Peace begins with smile
When one walks through the entrance to the Bangladesh Rapidly Deployable Battalion headquarters in Bunia of the Democratic Republic of Congo, the first thing that catches the eye is a huge plaque that says "Peace begins with a smile".
The Bangladeshi soldiers, engaged in the UN peacekeeping mission in the DRC, call the place "House of Peace".
The Bangladeshi peacekeepers have been successful in bringing peace to a restive nation that had plunged into three civil wars in less than two decades.
From an understanding that the DRC needs more than just conflict reduction for sustainable peace, they have been doing what needs to be done on the social and cultural fronts as well.
"It's not part of our primary responsibilities, but with our own funds and resources, we have been providing them with free medical services, and computer training for the youth, and also helping them promote their culture," Brig Gen Ihteshamus Samad Chowdhury, brigade commander of the Northern Sector, MONUSCO, told this newspaper.
Last month, there was a sudden cholera outbreak in the DRC's Bunia region where 10 people died and scores others were admitted to hospital.
Things were bad particularly in the Bunia Central Jail where at least five inmates died from the disease.
Responding to the local authorities' request, the Bangladeshi peacekeepers set up several medical camps in the jail in an attempt to contain the outbreak.
They provided emergency medical care, medicine and follow-up care to around 2,000 inmates.
"The United Nations and the Jail authorities requested us, and we started providing medical services to them [the inmates]," said Maj Md Ferdous Islam, a medical officer in Bangladesh army.

WORK ITEM A » In the article on the Bangladeshi peacekeepers in Congo, rewrite the part starting with "Last month, there" and going on through "around 2,000 inmates.", swapping "medical camps" for "field clinics".
WORK ITEM B » List everything the peacekeeping article says the Bangladeshi peacekeepers provided to around 2,000 inmates.
WORK ITEM C » Continue the article on the Bangladeshi peacekeepers in Congo from the point where it stops.

SOURCE INFORMATION »

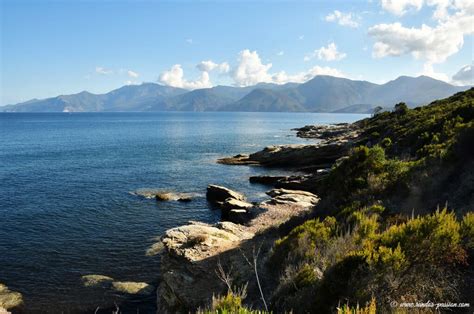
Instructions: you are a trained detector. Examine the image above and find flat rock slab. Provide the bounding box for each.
[206,184,246,202]
[0,284,23,310]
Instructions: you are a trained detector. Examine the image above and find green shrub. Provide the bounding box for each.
[272,217,336,265]
[461,212,474,250]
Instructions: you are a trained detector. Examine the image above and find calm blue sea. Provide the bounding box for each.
[0,112,365,312]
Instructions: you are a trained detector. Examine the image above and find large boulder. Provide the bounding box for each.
[131,189,196,202]
[262,189,319,207]
[81,275,114,288]
[217,141,351,168]
[0,284,23,313]
[112,281,155,295]
[206,184,246,204]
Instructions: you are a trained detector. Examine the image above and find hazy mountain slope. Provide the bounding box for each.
[0,75,468,112]
[296,75,378,112]
[333,104,376,113]
[153,88,238,111]
[4,83,186,112]
[221,88,306,111]
[104,83,187,111]
[364,76,468,107]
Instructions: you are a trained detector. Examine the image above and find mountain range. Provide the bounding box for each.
[0,75,469,113]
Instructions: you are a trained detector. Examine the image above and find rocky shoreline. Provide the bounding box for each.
[0,124,360,313]
[153,124,360,313]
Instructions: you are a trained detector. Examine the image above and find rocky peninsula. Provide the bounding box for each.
[151,124,359,313]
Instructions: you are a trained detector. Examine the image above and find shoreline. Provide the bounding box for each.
[154,124,359,313]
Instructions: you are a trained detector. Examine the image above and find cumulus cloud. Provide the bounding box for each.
[304,43,346,61]
[159,64,212,89]
[95,67,114,75]
[381,0,423,16]
[272,66,347,84]
[127,70,140,78]
[232,49,272,86]
[159,49,347,89]
[452,64,474,85]
[196,60,230,73]
[324,10,359,28]
[368,0,474,72]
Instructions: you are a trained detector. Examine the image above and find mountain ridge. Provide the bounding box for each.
[0,75,469,112]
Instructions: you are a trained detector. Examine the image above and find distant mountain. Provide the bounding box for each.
[333,104,376,113]
[0,75,468,112]
[220,88,306,111]
[0,83,188,112]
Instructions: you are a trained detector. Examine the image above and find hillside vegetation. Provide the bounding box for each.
[218,89,474,313]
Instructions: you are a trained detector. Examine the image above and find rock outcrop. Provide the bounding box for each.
[206,184,254,223]
[249,169,330,193]
[81,275,155,295]
[206,184,247,205]
[157,187,318,313]
[130,189,196,202]
[217,141,351,168]
[293,123,360,142]
[0,284,23,313]
[263,189,319,207]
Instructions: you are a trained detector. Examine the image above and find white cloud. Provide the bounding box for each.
[369,0,474,65]
[272,66,347,84]
[159,49,347,89]
[127,70,140,78]
[196,60,230,73]
[417,63,449,82]
[232,49,272,86]
[324,10,359,28]
[452,64,474,85]
[95,67,114,75]
[381,0,423,16]
[304,43,346,61]
[159,64,212,89]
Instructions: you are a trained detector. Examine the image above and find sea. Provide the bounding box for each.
[0,112,367,313]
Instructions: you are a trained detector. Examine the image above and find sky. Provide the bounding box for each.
[0,0,474,105]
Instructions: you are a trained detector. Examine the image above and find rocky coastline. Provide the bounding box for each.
[152,124,359,313]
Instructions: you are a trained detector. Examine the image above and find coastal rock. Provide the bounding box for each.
[263,189,319,207]
[206,184,246,204]
[131,189,195,202]
[226,209,252,224]
[0,284,23,313]
[220,198,253,211]
[112,281,155,295]
[81,275,114,288]
[293,123,360,142]
[217,141,351,168]
[161,222,252,262]
[249,176,289,185]
[157,191,314,313]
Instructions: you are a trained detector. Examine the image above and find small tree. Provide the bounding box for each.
[372,106,383,116]
[394,102,408,115]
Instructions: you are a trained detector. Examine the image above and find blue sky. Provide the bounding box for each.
[0,0,474,105]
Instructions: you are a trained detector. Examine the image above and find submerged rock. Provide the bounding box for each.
[131,189,196,202]
[293,123,360,142]
[206,184,246,203]
[112,281,155,295]
[262,189,319,207]
[81,275,114,288]
[217,141,351,168]
[0,284,23,313]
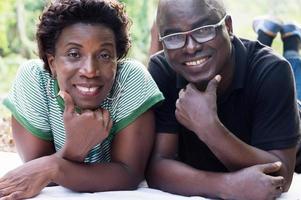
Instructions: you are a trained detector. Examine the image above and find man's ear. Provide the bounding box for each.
[47,54,56,77]
[225,15,233,39]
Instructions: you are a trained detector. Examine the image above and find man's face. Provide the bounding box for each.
[157,0,232,84]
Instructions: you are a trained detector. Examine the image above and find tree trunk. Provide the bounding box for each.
[16,0,35,59]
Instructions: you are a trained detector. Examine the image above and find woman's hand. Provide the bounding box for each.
[0,156,58,200]
[60,91,112,162]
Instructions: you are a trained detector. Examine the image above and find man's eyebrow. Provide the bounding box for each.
[162,19,216,37]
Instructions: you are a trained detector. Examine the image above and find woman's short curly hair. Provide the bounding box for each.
[36,0,131,72]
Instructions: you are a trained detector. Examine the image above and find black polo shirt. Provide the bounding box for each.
[149,37,300,172]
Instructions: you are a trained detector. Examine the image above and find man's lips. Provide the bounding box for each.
[74,85,102,96]
[184,56,210,67]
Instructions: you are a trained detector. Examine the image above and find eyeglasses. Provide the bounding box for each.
[159,15,227,50]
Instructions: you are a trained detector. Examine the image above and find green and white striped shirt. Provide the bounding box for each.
[4,60,164,163]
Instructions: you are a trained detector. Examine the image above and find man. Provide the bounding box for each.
[147,0,299,199]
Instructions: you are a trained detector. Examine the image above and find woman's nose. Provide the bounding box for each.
[81,57,100,78]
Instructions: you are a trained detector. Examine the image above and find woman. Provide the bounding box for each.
[0,0,163,199]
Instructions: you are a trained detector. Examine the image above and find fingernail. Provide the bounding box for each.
[58,90,64,99]
[275,161,282,167]
[214,74,222,82]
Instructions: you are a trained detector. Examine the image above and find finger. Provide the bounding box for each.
[102,109,110,129]
[272,176,285,188]
[95,109,103,121]
[108,118,113,134]
[260,161,282,174]
[59,91,74,114]
[0,186,16,197]
[179,89,185,98]
[206,75,222,93]
[1,191,23,200]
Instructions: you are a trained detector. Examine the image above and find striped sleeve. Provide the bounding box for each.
[3,60,53,140]
[111,60,164,133]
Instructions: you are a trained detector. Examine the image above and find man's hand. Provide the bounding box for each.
[60,91,112,161]
[175,75,221,138]
[0,156,57,200]
[226,162,285,200]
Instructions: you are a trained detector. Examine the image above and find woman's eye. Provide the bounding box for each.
[99,53,111,60]
[68,52,79,58]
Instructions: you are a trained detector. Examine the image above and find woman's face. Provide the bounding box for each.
[48,23,117,109]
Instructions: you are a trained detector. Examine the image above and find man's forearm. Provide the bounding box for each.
[147,159,226,198]
[198,118,281,171]
[52,155,142,192]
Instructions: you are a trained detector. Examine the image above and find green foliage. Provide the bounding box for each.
[121,0,157,64]
[0,0,15,56]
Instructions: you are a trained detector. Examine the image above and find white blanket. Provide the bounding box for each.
[0,152,301,200]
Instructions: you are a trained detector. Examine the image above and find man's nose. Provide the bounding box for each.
[185,35,201,54]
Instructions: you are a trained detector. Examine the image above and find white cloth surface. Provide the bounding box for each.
[0,152,301,200]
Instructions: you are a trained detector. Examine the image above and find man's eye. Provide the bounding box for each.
[165,34,185,41]
[68,52,79,58]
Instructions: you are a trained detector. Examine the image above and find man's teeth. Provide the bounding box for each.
[76,86,98,92]
[185,58,207,66]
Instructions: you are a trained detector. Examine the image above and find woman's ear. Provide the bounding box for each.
[47,54,56,77]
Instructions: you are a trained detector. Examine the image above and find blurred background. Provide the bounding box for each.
[0,0,301,151]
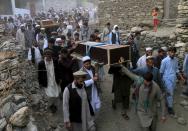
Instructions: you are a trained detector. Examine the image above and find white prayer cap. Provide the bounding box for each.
[73,70,87,76]
[55,38,61,42]
[35,25,40,27]
[20,24,25,27]
[161,46,168,51]
[82,56,91,62]
[146,56,154,60]
[113,25,118,29]
[146,47,153,51]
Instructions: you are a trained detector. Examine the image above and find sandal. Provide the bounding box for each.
[121,113,130,120]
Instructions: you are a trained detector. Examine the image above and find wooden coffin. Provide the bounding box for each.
[75,42,131,65]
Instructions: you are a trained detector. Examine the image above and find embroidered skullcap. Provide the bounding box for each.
[146,47,153,51]
[82,56,91,62]
[73,70,87,76]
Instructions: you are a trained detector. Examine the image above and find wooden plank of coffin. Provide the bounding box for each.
[90,45,130,65]
[109,46,130,64]
[74,43,86,56]
[90,47,108,64]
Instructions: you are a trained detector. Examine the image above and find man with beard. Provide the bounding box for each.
[160,47,184,115]
[80,56,101,112]
[63,71,96,131]
[121,66,166,131]
[81,22,90,41]
[28,41,43,65]
[16,24,28,57]
[38,49,60,113]
[133,56,161,85]
[182,54,188,98]
[154,48,165,69]
[58,48,74,96]
[137,47,153,68]
[109,25,120,45]
[25,24,35,49]
[102,22,111,43]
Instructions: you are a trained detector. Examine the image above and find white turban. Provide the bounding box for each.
[82,56,91,62]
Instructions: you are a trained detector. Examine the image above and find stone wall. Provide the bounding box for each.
[175,0,188,62]
[98,0,164,29]
[169,0,180,19]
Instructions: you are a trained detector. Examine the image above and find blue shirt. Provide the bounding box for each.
[183,54,188,77]
[132,66,160,85]
[160,56,179,78]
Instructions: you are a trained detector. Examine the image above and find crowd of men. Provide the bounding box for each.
[1,8,188,131]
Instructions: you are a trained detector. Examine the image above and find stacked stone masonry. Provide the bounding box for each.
[175,0,188,62]
[98,0,164,29]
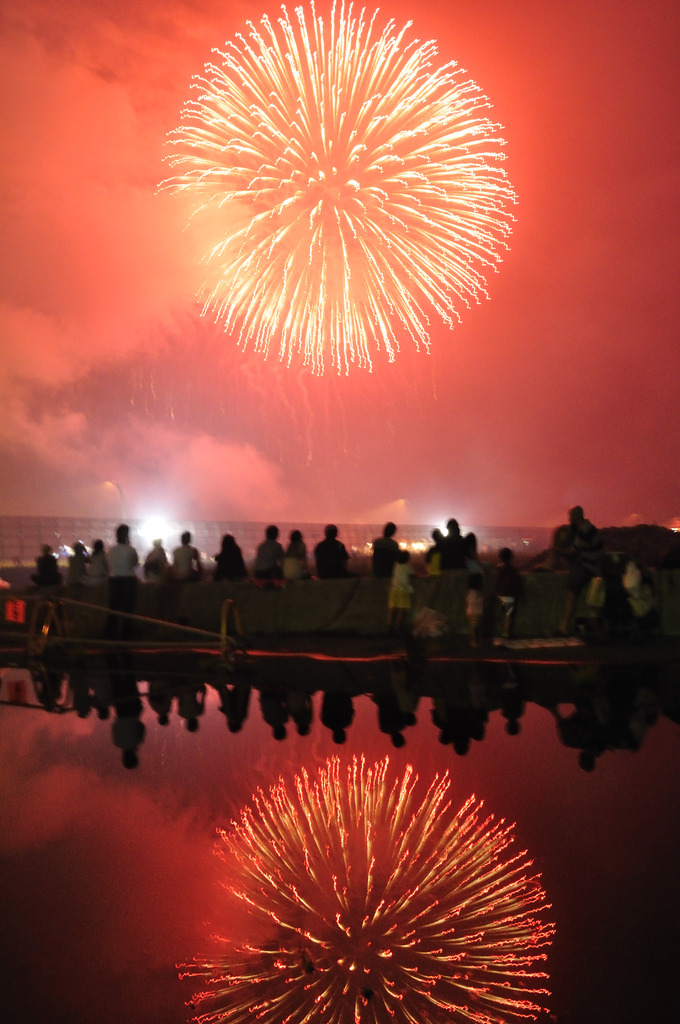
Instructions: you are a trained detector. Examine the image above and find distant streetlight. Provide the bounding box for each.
[103,480,125,522]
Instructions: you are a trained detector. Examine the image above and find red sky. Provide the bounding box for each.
[0,0,680,525]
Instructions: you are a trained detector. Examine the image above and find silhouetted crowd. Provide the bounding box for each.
[32,506,657,647]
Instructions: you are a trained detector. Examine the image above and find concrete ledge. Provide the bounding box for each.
[3,569,680,639]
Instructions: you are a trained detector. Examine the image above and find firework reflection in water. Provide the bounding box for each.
[163,3,516,374]
[181,758,554,1024]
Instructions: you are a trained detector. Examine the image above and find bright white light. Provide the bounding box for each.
[137,516,176,547]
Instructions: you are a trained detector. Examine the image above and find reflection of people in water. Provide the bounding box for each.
[175,683,206,732]
[107,651,146,768]
[321,690,354,743]
[260,681,289,739]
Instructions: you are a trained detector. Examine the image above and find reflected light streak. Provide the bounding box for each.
[161,3,516,374]
[181,758,554,1024]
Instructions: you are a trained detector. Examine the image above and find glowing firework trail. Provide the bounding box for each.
[182,758,554,1024]
[165,3,515,373]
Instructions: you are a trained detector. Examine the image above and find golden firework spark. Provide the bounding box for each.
[182,758,554,1024]
[164,2,515,374]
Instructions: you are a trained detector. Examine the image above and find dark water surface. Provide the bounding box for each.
[0,655,680,1024]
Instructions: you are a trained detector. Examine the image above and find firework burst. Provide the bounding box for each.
[164,3,515,374]
[182,758,554,1024]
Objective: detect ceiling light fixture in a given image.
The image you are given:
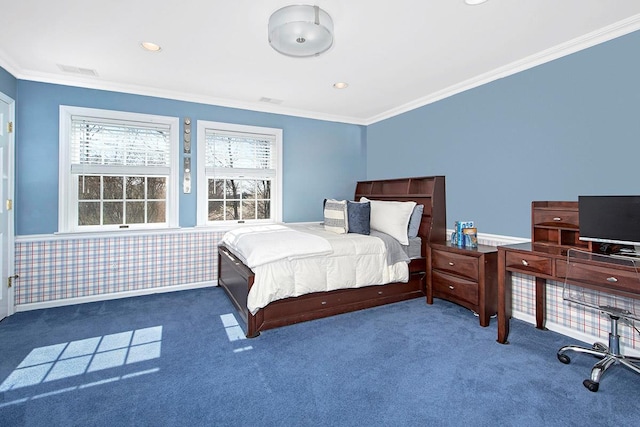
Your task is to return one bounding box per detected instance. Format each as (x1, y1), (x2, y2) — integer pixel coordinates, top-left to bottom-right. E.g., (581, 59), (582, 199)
(269, 5), (333, 58)
(140, 42), (162, 52)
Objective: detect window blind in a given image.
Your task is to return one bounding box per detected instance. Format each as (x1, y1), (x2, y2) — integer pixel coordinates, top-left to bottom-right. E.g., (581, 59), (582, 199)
(70, 116), (170, 173)
(205, 129), (275, 176)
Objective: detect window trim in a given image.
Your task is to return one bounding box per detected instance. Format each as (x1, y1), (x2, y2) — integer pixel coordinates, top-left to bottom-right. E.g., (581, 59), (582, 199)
(58, 105), (181, 233)
(196, 120), (283, 228)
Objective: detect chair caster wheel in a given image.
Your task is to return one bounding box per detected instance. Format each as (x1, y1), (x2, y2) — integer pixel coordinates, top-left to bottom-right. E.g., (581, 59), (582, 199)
(582, 380), (600, 393)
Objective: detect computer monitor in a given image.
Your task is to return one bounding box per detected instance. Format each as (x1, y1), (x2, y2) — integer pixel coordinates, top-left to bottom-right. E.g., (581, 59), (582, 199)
(578, 196), (640, 256)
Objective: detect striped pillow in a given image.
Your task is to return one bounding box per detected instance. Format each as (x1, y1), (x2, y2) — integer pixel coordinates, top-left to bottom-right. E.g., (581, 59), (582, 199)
(324, 199), (349, 234)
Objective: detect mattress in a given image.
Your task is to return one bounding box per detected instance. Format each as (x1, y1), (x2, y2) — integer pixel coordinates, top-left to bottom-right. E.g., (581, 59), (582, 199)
(223, 224), (410, 314)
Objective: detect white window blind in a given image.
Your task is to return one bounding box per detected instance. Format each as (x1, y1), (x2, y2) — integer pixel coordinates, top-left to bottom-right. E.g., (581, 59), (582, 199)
(70, 116), (171, 174)
(205, 129), (276, 177)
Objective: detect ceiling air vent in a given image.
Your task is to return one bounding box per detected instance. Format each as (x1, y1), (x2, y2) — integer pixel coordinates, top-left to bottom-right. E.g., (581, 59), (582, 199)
(58, 64), (98, 77)
(260, 96), (282, 105)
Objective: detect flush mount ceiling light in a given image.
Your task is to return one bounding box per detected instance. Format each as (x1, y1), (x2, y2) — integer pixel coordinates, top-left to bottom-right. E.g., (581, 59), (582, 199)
(269, 5), (333, 58)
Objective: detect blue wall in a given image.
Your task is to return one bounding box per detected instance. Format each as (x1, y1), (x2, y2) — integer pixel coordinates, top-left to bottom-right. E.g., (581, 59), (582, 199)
(15, 80), (365, 235)
(367, 31), (640, 238)
(0, 67), (18, 101)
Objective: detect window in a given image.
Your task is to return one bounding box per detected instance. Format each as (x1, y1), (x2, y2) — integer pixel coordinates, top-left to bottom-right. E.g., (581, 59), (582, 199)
(198, 121), (282, 225)
(58, 106), (179, 232)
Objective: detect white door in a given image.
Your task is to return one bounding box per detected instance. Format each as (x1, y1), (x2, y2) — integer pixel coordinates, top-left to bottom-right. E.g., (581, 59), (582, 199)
(0, 93), (15, 319)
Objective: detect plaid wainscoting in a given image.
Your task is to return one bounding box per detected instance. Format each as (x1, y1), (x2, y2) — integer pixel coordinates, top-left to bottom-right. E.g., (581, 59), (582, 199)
(15, 230), (224, 309)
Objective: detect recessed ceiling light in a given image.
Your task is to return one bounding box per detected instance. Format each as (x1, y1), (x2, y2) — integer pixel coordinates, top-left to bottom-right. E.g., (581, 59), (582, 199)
(140, 42), (162, 52)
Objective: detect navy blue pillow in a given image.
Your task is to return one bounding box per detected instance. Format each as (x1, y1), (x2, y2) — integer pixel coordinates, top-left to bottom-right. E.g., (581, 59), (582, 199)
(347, 201), (371, 234)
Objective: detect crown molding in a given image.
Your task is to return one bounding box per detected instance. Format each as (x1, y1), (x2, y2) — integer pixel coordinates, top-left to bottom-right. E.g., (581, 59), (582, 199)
(0, 14), (640, 126)
(365, 14), (640, 126)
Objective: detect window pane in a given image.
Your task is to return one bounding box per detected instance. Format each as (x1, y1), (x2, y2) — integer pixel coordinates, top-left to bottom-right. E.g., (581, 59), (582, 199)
(257, 181), (271, 199)
(258, 200), (271, 219)
(209, 179), (224, 199)
(240, 179), (256, 200)
(126, 202), (144, 224)
(208, 202), (224, 221)
(225, 179), (240, 199)
(225, 200), (240, 221)
(102, 202), (124, 224)
(147, 178), (167, 200)
(78, 202), (100, 225)
(78, 176), (100, 201)
(242, 201), (256, 219)
(127, 176), (144, 201)
(103, 176), (124, 200)
(147, 201), (167, 224)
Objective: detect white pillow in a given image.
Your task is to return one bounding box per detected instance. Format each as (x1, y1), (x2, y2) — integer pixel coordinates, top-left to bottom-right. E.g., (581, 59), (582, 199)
(360, 197), (416, 246)
(324, 199), (349, 234)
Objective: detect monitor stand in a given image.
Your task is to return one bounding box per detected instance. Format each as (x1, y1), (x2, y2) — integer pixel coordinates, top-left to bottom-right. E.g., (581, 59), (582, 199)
(612, 245), (640, 258)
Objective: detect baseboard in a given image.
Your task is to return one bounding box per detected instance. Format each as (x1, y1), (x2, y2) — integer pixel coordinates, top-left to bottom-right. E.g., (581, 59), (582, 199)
(512, 312), (640, 357)
(16, 280), (218, 312)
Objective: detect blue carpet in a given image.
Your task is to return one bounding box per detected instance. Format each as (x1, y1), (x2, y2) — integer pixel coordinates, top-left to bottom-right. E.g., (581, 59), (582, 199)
(0, 288), (640, 426)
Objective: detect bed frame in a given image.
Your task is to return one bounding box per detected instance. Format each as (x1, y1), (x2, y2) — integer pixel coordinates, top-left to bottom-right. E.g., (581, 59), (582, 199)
(218, 176), (446, 338)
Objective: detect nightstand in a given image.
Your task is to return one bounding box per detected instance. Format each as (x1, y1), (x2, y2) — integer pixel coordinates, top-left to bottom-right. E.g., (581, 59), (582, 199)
(427, 242), (498, 326)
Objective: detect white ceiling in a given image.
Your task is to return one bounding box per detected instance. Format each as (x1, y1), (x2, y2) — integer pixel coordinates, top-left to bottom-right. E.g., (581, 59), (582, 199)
(0, 0), (640, 124)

ANSWER SECTION A »
Last month, there was a sudden cholera outbreak in the DRC's Bunia region where 10 people died and scores others were admitted to hospital.
Things were bad particularly in the Bunia Central Jail where at least five inmates died from the disease.
Responding to the local authorities' request, the Bangladeshi peacekeepers set up several field clinics in the jail in an attempt to contain the outbreak.
They provided emergency medical care, medicine and follow-up care to around 2,000 inmates.

ANSWER SECTION B »
- emergency medical care
- medicine
- follow-up care

ANSWER SECTION C »
Talking to this correspondent, Zonizi Camille, director of the Bunia Central Jail, said "We are really grateful to the Bangladeshi contingent. They responded on time to our request and saved us from a big disaster.”
He also mentioned that it was not the first time that the peacekeepers went beyond their formal responsibilities to help the Congolese people get out of trouble.
The Bangladesh army personnel have also been providing free computer training to young men and women at the Youth Centre in Bunia where computers are considered a luxury.
"I did not know how to operate a computer, but now I do. I have been taking computer training [at the centre] for a month. This will surely help me get a job," said Blaise Okulieke who recently finished higher secondary studies from a local school.
Twenty-one-year-old Mapenzi Meka, another trainee at the centre, said, “The free training comes as a blessing for me. I could never afford this otherwise.”
Maj Md Abul Khayer, officer-in-charge of the Computer Training Centre, said the contingent has plans to continue the programme for a longer period.
He also said they are thinking of providing training to the instructors as well.
"If we can arrange training for them [the instructors], it will help expand our programme further."
Dieudonne Ngadjole Lonema Amoti, the education minister of the DRC, said, "We are really grateful to the Bangladesh contingent for giving training to our young people and turning them into assets for our society. This additional service they are giving us will help us build a better society."
The African country has reserves of valuable minerals such as uranium, diamond, gold and cobalt, but around 63 percent of its 81 million people live in poverty.